■ **Assignment**
Answer these questions about the article on China's response to COVID-19 travel restrictions:
1. At which airport was the COVID-19 testing area set up?
2. Who spoke for China's Foreign Ministry at the press briefing?
3. On what principle did China say it would take corresponding measures?

Europe Virus Outbreak

Airport staff wait for passengers coming from China on Sunday, in front of a COVID-19 testing area set at the Roissy Charles de Gaulle airport, north of Paris. Aurelien Morissard/Associated Press

China said it would hit back at nations that placed COVID-19 restrictions on its travelers for “political goals,” showing the coronavirus remains a politically sensitive subject in Beijing even as it lets the virus run rampant.

“We believe that some countries’ entry restrictions targeting only China lack scientific basis and some excessive measures are unacceptable,” Foreign Ministry spokeswoman Mao Ning said Tuesday at a regular press briefing in Beijing.

“We firmly oppose attempts to manipulate COVID prevention and control measures to achieve political goals, and China will take corresponding measures based on the principle of reciprocity in different situations,” she said, without naming any individual countries. She added that China was ready to “strengthen communication with the international community and work together to defeat COVID.”

■ **Phrase grounding data**
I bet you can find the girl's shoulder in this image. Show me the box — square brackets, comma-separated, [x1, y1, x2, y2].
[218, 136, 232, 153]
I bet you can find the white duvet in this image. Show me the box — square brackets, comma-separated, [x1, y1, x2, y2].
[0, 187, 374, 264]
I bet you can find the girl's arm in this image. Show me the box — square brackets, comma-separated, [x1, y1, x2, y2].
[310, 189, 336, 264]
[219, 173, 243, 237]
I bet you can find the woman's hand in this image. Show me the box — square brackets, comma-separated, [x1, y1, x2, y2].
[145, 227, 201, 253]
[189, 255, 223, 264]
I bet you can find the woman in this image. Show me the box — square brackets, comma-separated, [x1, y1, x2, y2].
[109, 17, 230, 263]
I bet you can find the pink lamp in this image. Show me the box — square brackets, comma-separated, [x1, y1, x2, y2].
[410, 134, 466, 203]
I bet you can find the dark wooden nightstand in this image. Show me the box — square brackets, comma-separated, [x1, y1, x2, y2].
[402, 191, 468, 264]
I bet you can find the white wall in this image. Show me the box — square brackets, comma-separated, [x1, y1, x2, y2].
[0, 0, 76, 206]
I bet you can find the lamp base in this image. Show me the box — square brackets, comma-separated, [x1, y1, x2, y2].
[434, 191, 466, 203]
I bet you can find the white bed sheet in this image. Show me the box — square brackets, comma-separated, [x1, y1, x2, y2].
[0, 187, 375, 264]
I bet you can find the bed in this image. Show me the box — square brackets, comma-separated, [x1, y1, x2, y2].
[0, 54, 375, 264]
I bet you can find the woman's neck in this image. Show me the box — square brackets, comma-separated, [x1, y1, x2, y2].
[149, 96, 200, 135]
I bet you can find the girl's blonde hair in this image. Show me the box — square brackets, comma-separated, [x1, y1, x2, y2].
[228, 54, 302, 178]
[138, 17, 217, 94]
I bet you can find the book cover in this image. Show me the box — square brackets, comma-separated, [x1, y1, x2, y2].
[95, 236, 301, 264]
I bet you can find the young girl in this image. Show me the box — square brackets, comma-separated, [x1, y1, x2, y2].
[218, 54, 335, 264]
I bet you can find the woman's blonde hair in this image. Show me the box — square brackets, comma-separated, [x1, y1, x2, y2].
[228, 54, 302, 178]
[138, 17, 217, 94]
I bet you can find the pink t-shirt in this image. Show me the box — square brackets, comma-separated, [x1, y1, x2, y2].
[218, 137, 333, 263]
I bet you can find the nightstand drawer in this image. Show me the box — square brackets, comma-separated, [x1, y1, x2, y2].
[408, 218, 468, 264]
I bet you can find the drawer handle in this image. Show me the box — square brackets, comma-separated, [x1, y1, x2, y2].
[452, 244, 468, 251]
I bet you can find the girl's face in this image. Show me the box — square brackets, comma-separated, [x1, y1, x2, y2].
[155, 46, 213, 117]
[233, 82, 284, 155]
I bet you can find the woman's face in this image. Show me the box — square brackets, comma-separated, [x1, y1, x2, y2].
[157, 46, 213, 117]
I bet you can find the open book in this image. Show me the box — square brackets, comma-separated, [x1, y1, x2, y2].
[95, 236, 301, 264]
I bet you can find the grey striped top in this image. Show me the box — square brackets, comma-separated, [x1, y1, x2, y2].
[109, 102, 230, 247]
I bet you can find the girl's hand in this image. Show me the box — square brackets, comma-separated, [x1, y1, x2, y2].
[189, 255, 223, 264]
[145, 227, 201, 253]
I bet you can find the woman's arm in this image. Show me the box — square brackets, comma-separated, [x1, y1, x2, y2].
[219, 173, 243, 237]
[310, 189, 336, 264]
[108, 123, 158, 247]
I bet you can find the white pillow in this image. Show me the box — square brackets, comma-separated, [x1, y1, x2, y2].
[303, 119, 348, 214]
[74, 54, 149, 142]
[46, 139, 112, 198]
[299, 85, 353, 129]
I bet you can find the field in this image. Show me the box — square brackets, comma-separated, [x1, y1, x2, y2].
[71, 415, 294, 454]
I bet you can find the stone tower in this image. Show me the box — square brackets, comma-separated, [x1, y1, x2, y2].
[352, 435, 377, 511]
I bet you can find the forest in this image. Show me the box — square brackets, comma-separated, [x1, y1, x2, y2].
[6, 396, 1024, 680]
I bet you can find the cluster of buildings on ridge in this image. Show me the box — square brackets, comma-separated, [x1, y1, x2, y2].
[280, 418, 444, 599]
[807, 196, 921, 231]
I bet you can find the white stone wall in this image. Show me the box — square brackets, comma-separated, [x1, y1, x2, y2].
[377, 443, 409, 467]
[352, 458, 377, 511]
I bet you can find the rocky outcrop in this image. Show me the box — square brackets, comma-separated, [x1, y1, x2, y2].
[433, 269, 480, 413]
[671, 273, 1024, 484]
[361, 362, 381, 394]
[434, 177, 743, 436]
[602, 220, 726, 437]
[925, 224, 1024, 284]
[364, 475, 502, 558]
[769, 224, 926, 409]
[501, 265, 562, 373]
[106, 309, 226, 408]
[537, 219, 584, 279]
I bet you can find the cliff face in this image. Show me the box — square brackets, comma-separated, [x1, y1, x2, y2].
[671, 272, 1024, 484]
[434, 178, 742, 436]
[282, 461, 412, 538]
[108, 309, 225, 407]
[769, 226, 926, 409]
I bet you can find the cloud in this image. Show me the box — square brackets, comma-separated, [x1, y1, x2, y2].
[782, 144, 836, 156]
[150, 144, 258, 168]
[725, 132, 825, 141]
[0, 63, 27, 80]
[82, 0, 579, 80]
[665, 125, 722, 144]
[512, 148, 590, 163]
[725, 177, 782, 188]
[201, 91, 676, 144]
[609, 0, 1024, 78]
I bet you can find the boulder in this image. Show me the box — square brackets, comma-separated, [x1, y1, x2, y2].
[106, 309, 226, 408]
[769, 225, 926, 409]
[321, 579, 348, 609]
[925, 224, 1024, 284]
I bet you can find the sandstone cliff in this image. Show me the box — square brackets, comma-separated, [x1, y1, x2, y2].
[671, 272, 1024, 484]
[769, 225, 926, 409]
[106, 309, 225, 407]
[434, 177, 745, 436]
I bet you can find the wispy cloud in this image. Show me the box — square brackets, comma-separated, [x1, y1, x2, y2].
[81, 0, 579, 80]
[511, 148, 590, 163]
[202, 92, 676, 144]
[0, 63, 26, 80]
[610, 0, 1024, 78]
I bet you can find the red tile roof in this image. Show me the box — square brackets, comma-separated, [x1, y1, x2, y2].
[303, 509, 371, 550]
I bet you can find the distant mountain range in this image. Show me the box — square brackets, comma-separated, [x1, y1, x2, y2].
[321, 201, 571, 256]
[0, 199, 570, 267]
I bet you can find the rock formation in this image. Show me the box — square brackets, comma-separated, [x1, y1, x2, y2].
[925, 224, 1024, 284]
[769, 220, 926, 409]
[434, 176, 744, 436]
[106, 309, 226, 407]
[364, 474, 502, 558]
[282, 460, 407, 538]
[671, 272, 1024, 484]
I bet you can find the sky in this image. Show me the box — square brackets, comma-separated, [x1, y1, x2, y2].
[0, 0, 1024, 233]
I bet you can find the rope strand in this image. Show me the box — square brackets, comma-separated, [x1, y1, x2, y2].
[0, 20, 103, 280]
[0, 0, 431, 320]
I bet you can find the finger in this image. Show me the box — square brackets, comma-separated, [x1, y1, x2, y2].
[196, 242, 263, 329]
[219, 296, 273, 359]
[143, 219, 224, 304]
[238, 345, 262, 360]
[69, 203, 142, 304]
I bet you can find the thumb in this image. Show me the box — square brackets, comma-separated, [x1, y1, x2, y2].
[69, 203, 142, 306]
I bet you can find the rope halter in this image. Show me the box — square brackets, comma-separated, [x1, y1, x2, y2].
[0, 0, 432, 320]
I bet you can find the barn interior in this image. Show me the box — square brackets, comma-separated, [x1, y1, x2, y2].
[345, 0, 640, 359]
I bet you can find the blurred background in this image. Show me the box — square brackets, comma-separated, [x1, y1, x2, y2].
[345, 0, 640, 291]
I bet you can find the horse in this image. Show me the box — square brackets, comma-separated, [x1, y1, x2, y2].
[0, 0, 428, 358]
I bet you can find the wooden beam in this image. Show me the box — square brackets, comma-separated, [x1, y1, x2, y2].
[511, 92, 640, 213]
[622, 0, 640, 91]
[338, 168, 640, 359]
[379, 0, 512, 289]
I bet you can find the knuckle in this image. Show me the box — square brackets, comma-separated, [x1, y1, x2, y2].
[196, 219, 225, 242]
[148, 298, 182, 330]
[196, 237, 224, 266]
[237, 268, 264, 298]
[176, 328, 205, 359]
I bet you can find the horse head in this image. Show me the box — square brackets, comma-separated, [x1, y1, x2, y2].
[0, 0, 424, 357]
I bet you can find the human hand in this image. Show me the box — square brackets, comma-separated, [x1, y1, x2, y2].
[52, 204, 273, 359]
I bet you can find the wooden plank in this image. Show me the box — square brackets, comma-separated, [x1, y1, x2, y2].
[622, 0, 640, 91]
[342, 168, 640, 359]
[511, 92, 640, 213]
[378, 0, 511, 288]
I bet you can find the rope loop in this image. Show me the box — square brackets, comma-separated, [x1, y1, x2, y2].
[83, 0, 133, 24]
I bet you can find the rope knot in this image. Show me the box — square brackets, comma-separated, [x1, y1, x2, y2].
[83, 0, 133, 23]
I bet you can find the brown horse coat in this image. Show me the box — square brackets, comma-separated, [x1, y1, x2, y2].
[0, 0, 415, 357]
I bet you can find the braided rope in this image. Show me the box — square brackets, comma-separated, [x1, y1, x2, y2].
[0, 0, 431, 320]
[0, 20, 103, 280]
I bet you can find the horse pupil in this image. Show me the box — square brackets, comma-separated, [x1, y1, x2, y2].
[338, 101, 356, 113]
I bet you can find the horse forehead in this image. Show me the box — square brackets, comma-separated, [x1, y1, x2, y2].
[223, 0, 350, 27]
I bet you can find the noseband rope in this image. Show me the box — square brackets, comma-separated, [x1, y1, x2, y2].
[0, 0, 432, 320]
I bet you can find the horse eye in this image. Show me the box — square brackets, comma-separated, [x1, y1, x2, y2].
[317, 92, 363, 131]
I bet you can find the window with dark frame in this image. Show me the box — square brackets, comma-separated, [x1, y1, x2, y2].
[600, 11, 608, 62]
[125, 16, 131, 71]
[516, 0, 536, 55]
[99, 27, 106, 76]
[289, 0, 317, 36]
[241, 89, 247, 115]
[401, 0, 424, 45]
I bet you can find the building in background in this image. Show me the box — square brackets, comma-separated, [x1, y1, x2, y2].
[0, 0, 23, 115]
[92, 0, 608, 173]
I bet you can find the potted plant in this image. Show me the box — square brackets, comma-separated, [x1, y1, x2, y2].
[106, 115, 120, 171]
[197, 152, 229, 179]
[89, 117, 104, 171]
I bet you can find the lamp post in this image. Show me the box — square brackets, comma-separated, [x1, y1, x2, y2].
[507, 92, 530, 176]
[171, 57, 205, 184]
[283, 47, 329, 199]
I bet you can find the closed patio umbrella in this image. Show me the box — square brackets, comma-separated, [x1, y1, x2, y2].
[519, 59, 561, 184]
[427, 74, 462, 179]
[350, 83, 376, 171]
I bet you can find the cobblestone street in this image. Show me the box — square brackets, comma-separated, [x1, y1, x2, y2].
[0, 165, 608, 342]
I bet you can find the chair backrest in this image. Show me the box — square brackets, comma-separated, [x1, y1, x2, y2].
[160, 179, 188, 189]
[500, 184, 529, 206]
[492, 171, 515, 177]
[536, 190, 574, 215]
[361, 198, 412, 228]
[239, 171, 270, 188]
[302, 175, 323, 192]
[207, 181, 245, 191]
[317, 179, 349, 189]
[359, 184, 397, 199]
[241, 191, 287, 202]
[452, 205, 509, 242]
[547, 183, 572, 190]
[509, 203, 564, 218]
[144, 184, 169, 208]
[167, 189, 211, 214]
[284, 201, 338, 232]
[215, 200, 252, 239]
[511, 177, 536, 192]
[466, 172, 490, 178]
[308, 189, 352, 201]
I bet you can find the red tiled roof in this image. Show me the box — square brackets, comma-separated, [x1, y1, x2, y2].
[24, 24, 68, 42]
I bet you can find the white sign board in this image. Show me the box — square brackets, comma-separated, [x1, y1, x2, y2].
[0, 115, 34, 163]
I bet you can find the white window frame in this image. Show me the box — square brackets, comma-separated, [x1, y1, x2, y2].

■ **Answer section**
1. Roissy Charles de Gaulle airport, north of Paris.
2. Foreign Ministry spokeswoman Mao Ning.
3. The principle of reciprocity.